(Coordinate annotation material)
/---
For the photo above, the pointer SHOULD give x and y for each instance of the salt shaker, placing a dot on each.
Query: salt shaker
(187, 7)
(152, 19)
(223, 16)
\---
- _What the task requires_
Please print the material above word for word, with every line unchanged.

- _Solution below_
For the photo above, the pointer SHOULD give x and y for each instance of the salt shaker, placing a dot on each.
Query: salt shaker
(187, 7)
(152, 19)
(223, 16)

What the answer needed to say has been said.